→ **DOCUMENT TEXT**
□ □ □

Brian Moore Custom C-55PM
This was a custom-made instrument that I’ve written about in my blog before. It is sort of a super-guitar, in that it has a midi-hex pickup for triggering a synthesizer, as well as a piezo pickup for acoustic sounds. The body is mahogany with a maple top, and it has a maple neck with a rosewood fingerboard. I use this instrument for all of my ambient recordings, and my ambient solo performances. The pickups and switching are the same as in my Silhouette Special above. It has its own unique sound that really responds well to processing, which is how I use it. I would generally run the synth output into a Roland GI-10 Midi Interface, and then to a synth of my choice. Usually it is a Roland M-GS64, or XV-5050. That would go in stereo to a Mackie 1202vlz4 mixer. The piezo bridge would go into a processor (I have used a Boss VF-1 in the past) and into another mixer channel. The regular guitar output would go into my Fractal AX8.
Fender The Strat (1982)
This guitar was the first good guitar I owned. It was my only electric guitar for my first 20 years of playing, and it was the guitar I used with all of my bands into my 30s. It is a special model only made over a few years (mine is stock), and in a color called sapphire blue, which was a custom option at the time. While I have moved away from Strat sounds for the most part, I am happy to keep this guitar and take it out now and then, remembering all of the songs I’ve learned on it & written on it. The neck is a 1-piece maple neck with a vintage radius, and the body is a heavy northern ash.
The electronics have stock Fender pickups, with the bridge being a much hotter X-1 pickup. It has a master volume and master tone, with a special 2-position switch that adds a bunch of series options. My favorite position was neck & middle, with the tone rolled down half-way.
Line 6 Variax Acoustic 700
This is my main live acoustic guitar. To call it an acoustic isn’t quite right, however, as it really has no acoustic sound of its own. The body is a solid piece of mahogany a little thinner than a Les Paul, and the soundhole is only there for show. However, plugged in, it is the most amazing acoustic guitar sound, which is based on modeling of actual acoustic guitars. It helps that you can save custom tunings as well. The tuning of the strings themselves don’t change- but what you hear from the speakers certainly does. You can model nylon strings and 12 strings, which sound excellent. I process mine with compression, reverb, and loops from a Line 6 HX Effects. This guitar isn’t made anymore, and I am scared if the electronics break, I might not be able to find parts. It is something I wish they will update someday.
Adamas is the higher end of Ovation. So it has a medium bowl back, but a carbon fiber top. It is one of the loudest acoustic guitars I have ever played, and sounds beautiful plugged in. The carbon fiber top is much thinner than a comparative wood top, so it vibrates freely yet is much stronger. The neck is 5-piece mahogany/maple/ebony, with an ebony fretboard. I process this in much the same was as my Variax. I love the color of this guitar, as it looks like blood. You can also see the grain of the carbon fiber in the top if you look closely.
This is a nylon string guitar for steel string players. It has a cutaway, and the body itself is thinner front-to-back than a standard classical guitar. Most important is the neck size, which is just a little wider than a steel string, but nowhere near the width of a classical guitar. It is an inexpensive instrument that feels great to play and sounds great when amplified- my favorite kind! It has appeared on many recordings, and I always play it hybrid-style, with my pick & fingers.

□ □ □

(Records from a data collection)
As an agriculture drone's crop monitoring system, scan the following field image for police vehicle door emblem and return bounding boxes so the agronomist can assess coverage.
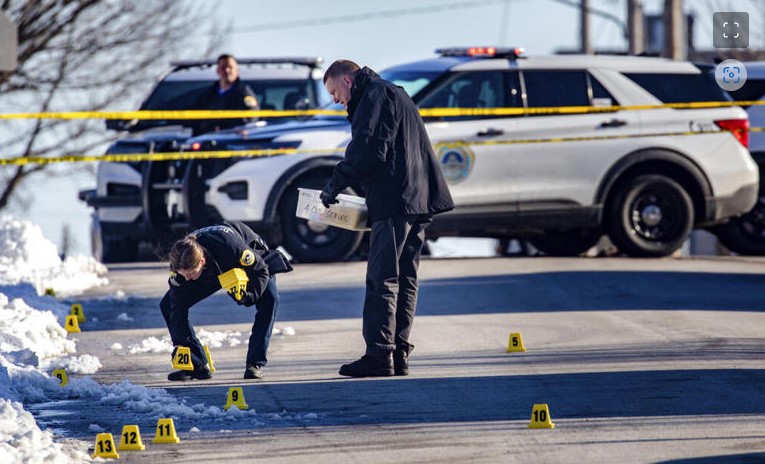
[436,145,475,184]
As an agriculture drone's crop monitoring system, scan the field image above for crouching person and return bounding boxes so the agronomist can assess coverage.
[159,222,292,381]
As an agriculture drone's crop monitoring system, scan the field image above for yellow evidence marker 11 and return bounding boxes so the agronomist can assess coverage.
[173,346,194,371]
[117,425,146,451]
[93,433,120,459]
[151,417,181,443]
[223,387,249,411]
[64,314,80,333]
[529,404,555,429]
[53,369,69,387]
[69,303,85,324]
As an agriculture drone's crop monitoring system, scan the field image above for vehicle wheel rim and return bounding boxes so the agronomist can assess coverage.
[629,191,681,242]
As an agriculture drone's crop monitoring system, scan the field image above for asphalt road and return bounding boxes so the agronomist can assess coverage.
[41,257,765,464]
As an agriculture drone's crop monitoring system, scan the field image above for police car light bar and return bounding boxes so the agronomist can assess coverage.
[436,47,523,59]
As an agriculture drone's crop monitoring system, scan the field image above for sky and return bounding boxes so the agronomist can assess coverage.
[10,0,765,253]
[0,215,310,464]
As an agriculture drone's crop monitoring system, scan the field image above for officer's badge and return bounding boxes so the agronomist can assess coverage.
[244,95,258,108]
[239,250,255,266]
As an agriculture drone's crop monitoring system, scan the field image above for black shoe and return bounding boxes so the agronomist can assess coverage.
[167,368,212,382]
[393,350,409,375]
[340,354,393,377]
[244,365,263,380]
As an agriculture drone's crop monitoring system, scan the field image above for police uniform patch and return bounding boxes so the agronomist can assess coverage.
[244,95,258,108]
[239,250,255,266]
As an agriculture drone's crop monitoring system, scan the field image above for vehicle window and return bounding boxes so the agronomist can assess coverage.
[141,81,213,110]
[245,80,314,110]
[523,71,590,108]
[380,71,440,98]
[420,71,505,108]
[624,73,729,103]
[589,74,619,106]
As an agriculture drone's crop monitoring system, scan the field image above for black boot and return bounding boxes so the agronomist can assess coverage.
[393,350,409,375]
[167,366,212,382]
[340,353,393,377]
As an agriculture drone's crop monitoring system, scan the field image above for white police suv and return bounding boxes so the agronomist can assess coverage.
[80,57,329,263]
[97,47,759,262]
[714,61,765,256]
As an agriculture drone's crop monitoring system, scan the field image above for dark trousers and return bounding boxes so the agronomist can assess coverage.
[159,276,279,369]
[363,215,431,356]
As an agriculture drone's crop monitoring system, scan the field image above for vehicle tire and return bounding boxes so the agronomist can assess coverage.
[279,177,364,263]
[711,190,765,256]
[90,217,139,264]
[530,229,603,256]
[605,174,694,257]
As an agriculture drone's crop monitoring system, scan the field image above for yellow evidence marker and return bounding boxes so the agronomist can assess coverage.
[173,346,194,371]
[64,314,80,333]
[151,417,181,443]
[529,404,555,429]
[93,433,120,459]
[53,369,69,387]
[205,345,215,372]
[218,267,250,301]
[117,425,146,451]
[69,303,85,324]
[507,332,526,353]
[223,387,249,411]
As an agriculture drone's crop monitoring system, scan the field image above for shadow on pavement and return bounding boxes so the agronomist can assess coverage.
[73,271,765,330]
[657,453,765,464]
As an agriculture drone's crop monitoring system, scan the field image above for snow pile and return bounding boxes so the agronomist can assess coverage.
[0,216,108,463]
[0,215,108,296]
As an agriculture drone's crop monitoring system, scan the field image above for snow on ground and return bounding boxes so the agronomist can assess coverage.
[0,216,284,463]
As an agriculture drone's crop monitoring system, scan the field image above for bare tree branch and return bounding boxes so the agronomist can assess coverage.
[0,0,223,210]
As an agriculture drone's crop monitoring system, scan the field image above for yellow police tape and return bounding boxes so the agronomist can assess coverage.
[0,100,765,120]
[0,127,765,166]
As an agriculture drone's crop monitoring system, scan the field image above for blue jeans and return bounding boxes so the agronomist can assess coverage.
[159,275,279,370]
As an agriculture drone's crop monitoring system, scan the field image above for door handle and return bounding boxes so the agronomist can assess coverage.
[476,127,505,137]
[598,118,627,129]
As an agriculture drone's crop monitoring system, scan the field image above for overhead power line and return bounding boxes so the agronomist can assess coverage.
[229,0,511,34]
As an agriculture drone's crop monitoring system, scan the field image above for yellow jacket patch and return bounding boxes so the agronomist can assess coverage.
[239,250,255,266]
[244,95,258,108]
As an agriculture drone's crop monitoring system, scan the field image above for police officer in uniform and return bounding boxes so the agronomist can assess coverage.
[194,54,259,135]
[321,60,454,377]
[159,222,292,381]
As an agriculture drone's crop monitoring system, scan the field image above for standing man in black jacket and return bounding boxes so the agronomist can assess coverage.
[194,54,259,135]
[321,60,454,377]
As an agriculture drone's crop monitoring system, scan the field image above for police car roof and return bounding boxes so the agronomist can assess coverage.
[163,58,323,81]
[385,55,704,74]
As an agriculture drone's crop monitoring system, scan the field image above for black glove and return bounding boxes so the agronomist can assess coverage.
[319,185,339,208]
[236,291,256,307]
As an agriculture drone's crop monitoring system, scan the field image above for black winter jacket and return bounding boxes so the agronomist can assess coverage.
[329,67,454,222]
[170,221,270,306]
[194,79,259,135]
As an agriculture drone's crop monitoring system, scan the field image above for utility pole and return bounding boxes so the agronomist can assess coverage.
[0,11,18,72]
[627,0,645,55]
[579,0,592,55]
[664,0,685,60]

□ □ □

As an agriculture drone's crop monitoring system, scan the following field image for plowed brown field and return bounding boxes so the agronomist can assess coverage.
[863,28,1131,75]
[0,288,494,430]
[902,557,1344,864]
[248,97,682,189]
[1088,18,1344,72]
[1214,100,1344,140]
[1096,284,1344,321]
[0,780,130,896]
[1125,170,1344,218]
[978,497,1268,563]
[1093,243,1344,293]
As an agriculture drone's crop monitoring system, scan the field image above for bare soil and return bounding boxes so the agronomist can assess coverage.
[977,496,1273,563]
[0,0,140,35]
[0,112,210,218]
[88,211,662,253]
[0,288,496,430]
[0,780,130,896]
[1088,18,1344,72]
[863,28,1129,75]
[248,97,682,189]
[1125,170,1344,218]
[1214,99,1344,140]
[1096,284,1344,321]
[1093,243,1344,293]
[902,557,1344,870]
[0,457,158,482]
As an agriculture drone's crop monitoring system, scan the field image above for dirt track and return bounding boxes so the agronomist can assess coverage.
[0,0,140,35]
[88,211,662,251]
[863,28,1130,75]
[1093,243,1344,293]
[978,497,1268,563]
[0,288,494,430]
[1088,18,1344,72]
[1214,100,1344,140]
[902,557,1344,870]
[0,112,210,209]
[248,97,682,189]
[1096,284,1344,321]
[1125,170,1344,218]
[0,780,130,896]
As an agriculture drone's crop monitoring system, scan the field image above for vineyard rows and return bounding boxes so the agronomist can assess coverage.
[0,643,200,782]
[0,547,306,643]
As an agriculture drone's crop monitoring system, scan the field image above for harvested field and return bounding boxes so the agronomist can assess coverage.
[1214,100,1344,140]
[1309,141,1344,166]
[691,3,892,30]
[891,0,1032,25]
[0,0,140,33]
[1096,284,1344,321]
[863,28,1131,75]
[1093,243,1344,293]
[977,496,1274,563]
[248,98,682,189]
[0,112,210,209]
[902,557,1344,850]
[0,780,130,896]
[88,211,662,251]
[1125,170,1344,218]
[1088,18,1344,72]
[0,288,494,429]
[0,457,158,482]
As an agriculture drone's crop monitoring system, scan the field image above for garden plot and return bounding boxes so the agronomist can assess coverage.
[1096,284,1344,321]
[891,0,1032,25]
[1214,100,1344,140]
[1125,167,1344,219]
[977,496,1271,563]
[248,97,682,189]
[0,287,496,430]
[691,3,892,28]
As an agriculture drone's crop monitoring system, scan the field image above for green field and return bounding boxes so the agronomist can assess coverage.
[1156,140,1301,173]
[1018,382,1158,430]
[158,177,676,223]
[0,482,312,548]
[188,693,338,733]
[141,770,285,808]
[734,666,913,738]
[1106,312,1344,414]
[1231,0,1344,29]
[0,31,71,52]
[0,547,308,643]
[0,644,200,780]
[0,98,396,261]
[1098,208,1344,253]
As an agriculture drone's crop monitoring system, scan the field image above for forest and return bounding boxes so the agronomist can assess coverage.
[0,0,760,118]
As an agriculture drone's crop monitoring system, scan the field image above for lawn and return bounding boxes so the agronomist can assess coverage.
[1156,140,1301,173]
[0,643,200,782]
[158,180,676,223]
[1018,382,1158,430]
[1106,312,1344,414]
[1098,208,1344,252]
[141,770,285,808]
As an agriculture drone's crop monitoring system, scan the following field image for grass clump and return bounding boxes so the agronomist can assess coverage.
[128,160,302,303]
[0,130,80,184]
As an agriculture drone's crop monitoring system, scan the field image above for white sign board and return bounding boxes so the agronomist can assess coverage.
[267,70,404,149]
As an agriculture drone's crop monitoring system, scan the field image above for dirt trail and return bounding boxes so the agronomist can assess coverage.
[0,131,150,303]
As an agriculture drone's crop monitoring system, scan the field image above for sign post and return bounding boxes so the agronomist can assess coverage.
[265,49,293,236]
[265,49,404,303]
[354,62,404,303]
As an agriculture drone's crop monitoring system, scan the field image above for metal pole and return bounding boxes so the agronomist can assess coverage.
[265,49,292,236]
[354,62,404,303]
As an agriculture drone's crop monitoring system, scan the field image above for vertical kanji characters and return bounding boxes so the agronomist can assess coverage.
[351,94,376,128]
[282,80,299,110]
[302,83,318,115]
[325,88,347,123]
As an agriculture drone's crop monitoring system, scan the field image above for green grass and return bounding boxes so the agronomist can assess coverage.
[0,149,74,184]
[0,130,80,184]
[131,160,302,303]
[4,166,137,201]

□ □ □

→ **JOBS**
A. According to the guitar collection text, what wood is the body of the Fender The Strat (1982) made of?
B. Continue the guitar collection text from where it stops.

→ **TASK-BY-TASK RESULTS**
A. Heavy northern ash.

B.
This is my main effects unit for live electric gigs, as well as solo electric looping gigs. I plug this directly to the PA, and usually monitor the sound with in-ear monitors. It is much lighter than carrying my amps onstage and more practical than micing them and dealing with higher stage volumes. My sound is pretty easy- a Fender-type amp with a few pedals, and that’s it. No, it isn’t like the physical sensation of having an amp behind you, but I find I enjoy gigs a lot more, and don’t have the hearing damage from the volume. I also use this for solo electric looping gigs, as I have lots of patches I’ve programmed that don’t sound anything like a guitar. I rarely use the looper on the AX8, though, as the sound cuts out when you change patches. The expression pedal next to it controls wah and delay time/mix, depending on which mode it is in. A toe switch selects either mode. It is a better & smaller solution than having 2 separate pedals. My backup for this rig, which is always ready to plug in, is an Atomic Ampli-FireBox.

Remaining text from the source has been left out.